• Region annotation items
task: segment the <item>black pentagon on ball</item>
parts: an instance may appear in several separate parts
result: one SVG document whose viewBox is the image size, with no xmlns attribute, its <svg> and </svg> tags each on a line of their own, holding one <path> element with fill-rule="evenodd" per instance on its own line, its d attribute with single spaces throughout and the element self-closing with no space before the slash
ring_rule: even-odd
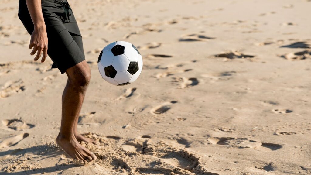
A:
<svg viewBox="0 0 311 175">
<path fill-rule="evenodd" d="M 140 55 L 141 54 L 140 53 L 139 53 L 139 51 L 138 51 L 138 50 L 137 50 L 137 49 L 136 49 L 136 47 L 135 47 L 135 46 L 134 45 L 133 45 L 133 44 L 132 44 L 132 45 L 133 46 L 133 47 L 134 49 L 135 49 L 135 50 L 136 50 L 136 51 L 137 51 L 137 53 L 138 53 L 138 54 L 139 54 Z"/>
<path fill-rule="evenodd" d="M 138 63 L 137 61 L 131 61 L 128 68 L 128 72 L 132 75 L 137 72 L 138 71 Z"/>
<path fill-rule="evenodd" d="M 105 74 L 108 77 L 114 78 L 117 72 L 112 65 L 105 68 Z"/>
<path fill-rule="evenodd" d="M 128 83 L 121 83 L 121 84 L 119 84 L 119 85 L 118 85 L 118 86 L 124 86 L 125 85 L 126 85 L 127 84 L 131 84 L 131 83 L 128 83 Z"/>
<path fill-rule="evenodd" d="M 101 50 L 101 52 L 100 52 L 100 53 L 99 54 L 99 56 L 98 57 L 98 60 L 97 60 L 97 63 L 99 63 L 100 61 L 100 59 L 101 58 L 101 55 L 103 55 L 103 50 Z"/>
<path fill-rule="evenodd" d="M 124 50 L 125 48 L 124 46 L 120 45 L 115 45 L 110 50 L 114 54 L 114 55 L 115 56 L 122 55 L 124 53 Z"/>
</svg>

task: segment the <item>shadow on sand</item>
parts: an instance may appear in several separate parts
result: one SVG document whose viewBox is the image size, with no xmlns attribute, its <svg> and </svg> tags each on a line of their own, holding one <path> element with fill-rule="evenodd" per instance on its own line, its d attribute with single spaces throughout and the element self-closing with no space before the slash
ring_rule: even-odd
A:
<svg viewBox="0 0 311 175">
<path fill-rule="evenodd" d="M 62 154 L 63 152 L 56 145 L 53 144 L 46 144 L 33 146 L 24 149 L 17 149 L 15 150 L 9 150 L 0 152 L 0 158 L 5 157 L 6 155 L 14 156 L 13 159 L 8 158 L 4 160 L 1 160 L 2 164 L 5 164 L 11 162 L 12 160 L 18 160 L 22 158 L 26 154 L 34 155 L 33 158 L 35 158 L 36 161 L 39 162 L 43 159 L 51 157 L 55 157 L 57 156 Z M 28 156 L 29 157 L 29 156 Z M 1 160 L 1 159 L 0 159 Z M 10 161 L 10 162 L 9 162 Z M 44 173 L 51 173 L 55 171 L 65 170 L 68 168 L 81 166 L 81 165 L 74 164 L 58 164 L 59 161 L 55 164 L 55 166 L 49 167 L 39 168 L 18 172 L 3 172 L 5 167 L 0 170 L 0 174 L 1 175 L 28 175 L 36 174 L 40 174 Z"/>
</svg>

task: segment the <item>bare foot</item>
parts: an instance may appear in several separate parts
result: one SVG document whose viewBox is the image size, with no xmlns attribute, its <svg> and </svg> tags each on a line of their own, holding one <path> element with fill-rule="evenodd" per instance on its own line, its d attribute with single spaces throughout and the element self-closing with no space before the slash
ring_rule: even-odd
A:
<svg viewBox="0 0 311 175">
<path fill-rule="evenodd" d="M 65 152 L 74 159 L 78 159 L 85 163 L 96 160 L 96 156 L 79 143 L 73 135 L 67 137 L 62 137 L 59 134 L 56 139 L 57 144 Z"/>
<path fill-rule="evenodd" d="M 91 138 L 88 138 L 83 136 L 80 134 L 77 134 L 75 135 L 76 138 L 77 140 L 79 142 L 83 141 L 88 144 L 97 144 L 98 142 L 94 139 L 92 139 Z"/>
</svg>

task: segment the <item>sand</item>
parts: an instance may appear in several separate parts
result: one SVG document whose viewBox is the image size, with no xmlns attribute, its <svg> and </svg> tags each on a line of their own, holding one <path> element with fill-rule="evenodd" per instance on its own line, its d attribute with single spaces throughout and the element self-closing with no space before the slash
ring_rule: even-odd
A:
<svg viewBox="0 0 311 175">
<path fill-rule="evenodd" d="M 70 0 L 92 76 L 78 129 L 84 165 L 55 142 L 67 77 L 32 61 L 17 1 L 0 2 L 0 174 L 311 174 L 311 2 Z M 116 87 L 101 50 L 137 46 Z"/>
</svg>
...
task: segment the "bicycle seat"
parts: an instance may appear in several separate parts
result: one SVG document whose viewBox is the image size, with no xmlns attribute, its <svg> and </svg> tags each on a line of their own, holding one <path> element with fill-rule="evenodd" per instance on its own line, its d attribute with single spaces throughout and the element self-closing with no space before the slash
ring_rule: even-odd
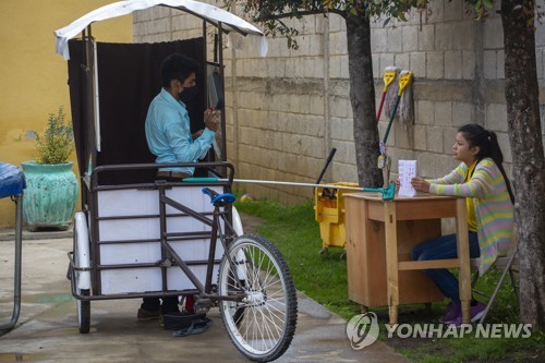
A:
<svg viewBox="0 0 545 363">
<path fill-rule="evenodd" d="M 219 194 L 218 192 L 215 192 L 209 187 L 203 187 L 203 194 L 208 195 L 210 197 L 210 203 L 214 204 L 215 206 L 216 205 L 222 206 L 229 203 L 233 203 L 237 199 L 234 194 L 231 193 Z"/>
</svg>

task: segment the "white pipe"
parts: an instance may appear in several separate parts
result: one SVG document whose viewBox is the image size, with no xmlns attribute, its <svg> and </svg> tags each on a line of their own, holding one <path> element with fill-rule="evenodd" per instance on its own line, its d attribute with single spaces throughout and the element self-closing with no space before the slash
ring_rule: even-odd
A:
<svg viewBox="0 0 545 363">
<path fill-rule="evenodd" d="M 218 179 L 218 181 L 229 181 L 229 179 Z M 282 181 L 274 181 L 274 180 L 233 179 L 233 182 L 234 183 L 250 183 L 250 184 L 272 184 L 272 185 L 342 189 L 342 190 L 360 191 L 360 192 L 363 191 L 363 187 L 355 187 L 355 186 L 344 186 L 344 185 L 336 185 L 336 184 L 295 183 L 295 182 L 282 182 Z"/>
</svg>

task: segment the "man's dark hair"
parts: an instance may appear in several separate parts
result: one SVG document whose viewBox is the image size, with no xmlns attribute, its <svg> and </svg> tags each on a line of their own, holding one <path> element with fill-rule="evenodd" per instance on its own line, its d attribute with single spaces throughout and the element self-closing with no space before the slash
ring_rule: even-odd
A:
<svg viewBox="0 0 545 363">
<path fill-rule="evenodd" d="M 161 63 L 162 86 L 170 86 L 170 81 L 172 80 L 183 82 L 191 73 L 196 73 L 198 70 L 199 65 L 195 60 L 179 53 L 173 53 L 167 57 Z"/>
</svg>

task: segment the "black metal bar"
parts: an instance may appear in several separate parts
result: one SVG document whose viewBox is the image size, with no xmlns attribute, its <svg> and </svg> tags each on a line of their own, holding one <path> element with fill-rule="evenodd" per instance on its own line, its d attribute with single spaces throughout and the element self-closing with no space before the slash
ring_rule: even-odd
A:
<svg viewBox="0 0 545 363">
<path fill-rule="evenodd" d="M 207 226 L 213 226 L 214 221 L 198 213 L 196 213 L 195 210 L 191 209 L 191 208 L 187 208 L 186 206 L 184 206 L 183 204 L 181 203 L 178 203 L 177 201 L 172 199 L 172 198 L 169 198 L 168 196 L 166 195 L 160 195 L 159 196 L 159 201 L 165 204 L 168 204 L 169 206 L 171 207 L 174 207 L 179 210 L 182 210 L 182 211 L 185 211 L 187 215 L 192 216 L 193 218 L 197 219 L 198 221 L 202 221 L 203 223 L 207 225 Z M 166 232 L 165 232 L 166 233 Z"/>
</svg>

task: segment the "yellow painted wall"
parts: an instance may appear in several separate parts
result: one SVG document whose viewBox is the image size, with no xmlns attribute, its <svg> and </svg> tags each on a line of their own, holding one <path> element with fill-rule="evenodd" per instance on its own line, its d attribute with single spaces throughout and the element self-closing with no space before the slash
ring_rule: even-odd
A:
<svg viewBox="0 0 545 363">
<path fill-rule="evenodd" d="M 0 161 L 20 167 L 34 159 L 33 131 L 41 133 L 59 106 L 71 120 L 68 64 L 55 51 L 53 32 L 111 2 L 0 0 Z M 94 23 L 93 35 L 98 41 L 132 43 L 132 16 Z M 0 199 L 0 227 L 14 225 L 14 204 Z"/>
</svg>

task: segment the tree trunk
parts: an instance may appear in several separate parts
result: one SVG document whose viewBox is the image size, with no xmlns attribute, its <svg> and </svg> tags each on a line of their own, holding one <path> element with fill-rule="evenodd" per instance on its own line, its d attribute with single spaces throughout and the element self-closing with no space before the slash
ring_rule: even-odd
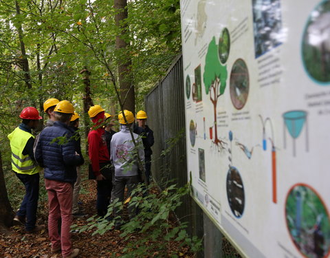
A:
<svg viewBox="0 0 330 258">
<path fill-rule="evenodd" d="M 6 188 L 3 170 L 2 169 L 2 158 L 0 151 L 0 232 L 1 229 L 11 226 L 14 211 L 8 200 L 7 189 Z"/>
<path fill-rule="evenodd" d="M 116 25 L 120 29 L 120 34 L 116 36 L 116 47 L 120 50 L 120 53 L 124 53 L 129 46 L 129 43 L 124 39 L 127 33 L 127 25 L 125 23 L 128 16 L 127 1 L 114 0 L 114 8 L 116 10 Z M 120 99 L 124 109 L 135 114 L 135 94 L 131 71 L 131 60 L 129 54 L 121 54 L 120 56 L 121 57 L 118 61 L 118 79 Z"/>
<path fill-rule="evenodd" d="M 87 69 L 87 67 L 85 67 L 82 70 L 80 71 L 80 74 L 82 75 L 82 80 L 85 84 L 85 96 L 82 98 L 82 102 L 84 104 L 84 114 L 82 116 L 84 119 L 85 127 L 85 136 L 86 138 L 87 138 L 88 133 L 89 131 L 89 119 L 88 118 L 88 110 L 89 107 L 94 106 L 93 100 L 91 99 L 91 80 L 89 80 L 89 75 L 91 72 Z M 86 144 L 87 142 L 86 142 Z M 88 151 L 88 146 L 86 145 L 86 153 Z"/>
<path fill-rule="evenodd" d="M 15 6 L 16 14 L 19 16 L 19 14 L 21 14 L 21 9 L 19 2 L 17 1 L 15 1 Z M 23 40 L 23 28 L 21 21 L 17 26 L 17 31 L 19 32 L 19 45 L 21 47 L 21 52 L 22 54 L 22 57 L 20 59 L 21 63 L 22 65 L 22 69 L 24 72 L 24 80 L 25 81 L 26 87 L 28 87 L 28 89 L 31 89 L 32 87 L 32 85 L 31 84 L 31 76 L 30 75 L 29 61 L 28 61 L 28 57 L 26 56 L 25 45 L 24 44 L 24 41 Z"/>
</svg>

• Stated exercise
Pull out each line above that contains the string "task".

• Result of this exercise
task: segment the <item>black pentagon on ball</item>
task: segment the <item>shadow on sand</item>
task: segment the <item>bare foot</item>
task: segment the <item>sand</item>
task: segment the "bicycle seat"
task: segment the "white pipe"
task: segment the "man's dark hair"
task: segment the "black metal bar"
task: segment the "yellow painted wall"
task: segment the tree trunk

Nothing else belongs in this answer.